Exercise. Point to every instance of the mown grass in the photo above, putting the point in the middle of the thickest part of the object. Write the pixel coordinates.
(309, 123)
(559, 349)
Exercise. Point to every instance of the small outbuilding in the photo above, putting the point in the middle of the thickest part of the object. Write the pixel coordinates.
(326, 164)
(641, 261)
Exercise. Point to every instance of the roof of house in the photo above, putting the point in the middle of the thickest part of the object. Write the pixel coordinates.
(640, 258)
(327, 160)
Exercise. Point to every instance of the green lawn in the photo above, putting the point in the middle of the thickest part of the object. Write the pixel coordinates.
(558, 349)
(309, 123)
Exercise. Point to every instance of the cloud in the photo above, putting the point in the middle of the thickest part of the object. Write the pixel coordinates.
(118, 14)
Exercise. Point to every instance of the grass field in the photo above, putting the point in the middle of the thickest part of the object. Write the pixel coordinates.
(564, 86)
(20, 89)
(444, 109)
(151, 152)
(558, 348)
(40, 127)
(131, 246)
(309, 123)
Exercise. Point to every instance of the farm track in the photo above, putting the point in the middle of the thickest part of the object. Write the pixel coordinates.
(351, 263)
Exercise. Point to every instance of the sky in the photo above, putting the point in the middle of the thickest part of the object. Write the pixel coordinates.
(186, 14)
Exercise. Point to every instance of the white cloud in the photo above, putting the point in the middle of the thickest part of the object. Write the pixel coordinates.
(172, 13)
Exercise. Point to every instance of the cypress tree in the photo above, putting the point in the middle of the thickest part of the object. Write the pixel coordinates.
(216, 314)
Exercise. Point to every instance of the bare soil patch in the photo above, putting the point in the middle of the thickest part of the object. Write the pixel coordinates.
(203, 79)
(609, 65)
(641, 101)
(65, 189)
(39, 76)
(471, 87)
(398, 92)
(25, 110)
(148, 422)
--------------------------------
• _DIRECTIONS_: Arrange all of the data above as a two-column CSV with the header row instruction,answer. Give each instruction and its answer their own row, with each value in one quoted field and line breaks replaced by spaces.

• _PROBLEM SOLUTION_:
instruction,answer
"Exercise. Point to every instance of the mown grass in the photo above, putting the point in the middle of the thickest part of the object. Write the pixel coordinates.","(309, 123) (559, 349)"
"Exercise. Point to every instance of the small outbuilding in the photo above, putting the point in the middle of the thickest part of the object. Write the pixel coordinates.","(326, 164) (641, 261)"
"Exercise. Point to every instance of the roof of house in the photo above, putting the point in the middle of the thickest part of the object. Write the pixel coordinates.","(640, 258) (327, 160)"
"Exercise. Point to every instance of the green lawn in the photo above, putting the point in the middle of the thickest part of the object. Write the pixel coordinates.","(558, 349) (309, 123)"
"Exercise. Point to every instance of the cloud in the photo above, putting the point in the middle of the thickest part of the object. Write the pixel coordinates.","(118, 14)"
"Exercise. Point to every instance of the grass field in the photo above, putting the point in the middle of the thickest part of the object. Write the pixel coordinates.","(564, 86) (20, 89) (444, 109) (151, 152) (558, 348) (40, 127) (131, 246) (309, 123)"
"Exercise. Point to every instance of the farm track in the photo above, putting the point in the middle of the thickest part of the object. Write the pixel coordinates.","(351, 263)"
"Exercise. Point to every instance of the sky in the photo above, putting the point in the middle of the thickest part of the object. Write the pixel coordinates.","(186, 14)"
"Exercise. Point to every instance of the white cloud in the photo above, putting the point in the middle of the thickest part of the object. Write the pixel coordinates.","(172, 13)"
"Exercise. Point to every instance of the cypress tree in the photo above, putting the point in the middle of the thickest part of the object. Write the pixel coordinates.","(216, 314)"
"Exercise. Point to every instance of the bare soil patch in the photo above, putting the point in the middle of the thickest part of the object. Write the pixel coordinates.","(203, 79) (609, 65) (641, 101) (65, 189) (39, 76) (471, 87) (398, 92) (25, 110) (148, 422)"